Text excerpt:
※

At Chicago's McCormick Place Convention Center this past weekend, more than 44,000 oncology professionals gathered to hear three results that oncologists are already calling the most consequential in years: a drug that nearly doubled survival in metastatic pancreatic cancer, a genomic test that spares two-thirds of breast cancer patients from chemotherapy, and a new immunotherapy molecule that beat standard treatment head-to-head in squamous lung cancer. For patients and physicians, all three carry immediate, concrete implications — one is already in expanded access, one is commercially available now, and one reached an FDA filing milestone months ago.
The pancreatic cancer breakthrough centers on daraxonrasib, an oral pill that finally cracked what researchers spent four decades calling "undruggable" — the KRAS gene, mutated in roughly 90% of pancreatic cancer cases. In the phase III RASolute 302 trial presented by Revolution Medicines, daraxonrasib cut the risk of death by 60% compared with standard chemotherapy in patients who had already received one prior treatment line. Median overall survival reached 13.2 months for those taking daraxonrasib, nearly double the 6.7 months for the chemotherapy group — a difference with a p-value below 0.0001. The 500-person global trial enrolled patients from North America, Europe, and Asia. "This is the first RAS inhibitor evaluated in a large, randomized trial for patients with pancreatic cancer," said Brian Wolpin, director of the Hale Family Center for Pancreatic Cancer Research at Dana-Farber Cancer Institute and the trial's principal investigator, prompting a standing ovation in the packed auditorium.
What makes this result particularly significant is its breadth. Daraxonrasib worked regardless of which specific RAS mutation a patient carried — even in rare cases where the gene was not mutated at all. That means physicians don't need to screen for a specific KRAS subtype before prescribing, a major practical advantage. The drug also produced fewer severe side effects than chemotherapy: 43.6% of daraxonrasib patients experienced grade 3 or higher adverse events compared with 57.5% in the chemotherapy group.

※

Stored entries
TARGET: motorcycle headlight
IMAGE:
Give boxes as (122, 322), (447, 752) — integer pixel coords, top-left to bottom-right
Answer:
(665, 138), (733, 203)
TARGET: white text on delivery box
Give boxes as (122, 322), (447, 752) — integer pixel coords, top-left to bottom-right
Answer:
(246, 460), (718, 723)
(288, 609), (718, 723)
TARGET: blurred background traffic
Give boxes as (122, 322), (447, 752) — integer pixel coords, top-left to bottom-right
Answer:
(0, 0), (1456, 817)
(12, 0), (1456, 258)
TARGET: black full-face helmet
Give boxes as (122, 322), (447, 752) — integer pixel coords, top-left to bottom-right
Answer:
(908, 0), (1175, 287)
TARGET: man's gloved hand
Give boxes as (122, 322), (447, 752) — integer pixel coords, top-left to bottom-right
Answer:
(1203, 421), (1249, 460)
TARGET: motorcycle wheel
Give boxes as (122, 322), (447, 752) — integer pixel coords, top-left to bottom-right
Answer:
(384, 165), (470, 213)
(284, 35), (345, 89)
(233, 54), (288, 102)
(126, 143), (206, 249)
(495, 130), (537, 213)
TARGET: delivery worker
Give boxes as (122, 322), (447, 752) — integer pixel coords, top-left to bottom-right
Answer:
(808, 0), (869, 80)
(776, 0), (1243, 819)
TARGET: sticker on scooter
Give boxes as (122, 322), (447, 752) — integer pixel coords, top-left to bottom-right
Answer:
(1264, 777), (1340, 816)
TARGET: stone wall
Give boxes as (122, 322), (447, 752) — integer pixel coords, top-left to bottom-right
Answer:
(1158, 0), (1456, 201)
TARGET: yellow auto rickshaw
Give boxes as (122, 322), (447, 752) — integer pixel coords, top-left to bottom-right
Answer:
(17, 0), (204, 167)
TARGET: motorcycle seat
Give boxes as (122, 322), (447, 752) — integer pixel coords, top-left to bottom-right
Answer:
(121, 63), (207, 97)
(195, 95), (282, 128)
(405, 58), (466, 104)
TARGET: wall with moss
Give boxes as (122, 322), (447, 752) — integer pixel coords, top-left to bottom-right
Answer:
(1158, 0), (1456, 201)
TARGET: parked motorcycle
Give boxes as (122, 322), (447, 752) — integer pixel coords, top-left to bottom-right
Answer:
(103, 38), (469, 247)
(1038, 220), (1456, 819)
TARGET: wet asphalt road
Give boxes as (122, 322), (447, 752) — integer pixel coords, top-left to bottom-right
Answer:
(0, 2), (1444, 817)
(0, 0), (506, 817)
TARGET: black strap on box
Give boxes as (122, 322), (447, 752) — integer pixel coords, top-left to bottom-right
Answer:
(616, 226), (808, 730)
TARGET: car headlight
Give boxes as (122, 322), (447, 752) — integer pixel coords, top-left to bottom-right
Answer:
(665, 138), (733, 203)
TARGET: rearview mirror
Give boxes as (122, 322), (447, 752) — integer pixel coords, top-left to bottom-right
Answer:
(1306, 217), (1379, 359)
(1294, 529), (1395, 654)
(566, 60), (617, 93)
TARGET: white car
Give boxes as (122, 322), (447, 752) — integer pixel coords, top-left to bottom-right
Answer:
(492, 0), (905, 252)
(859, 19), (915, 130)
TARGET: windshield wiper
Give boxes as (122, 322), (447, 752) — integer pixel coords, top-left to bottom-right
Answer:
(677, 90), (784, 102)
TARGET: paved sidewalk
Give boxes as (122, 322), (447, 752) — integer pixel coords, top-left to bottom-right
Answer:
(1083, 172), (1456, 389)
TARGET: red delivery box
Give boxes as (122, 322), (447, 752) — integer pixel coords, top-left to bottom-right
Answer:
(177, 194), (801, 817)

※

Tasks for this exercise:
1 > Decide whether each statement agrees with the cancer research article, answering yes or no and quoting the deciding words: (a) More than 44,000 oncology professionals gathered at the convention center. (b) The RASolute 302 trial enrolled patients only from North America. (c) Physicians must screen for a specific KRAS subtype before prescribing daraxonrasib.
2 > Please proceed with the cancer research article, picking up after its final sentence.
The records were taken from a separate source.

Task answers:
1 >
(a) Yes: "more than 44,000 oncology professionals gathered"
(b) No: "The 500-person global trial enrolled patients from North America, Europe, and Asia."
(c) No: "physicians don't need to screen for a specific KRAS subtype before prescribing"

2 >
The FDA's actions reflect the urgency felt around this result. The agency granted daraxonrasib Breakthrough Therapy and Orphan Drug designations, and in May issued a safe-to-proceed letter for an expanded access program — meaning eligible patients outside clinical trials can now receive the drug through requests initiated by licensed physicians. Revolution Medicines announced it intends to submit a new drug application under the FDA's Commissioner's National Priority Voucher program, which compresses the standard review timeline from ten months to six months.
Yet important uncertainties remain. The drug's price has not been set, and targeted cancer therapies historically cost tens of thousands of dollars monthly — a concern especially for the majority of cancer patients who receive care in community settings rather than large university hospitals. Daraxonrasib is not yet approved by any regulatory authority, and researchers are already studying how cancers may develop resistance. Still, for patients with metastatic pancreatic cancer — a disease that kills roughly 50,000 Americans every year — the arrival of a drug that addresses the genetic underpinning of their disease represents a long-awaited turning point.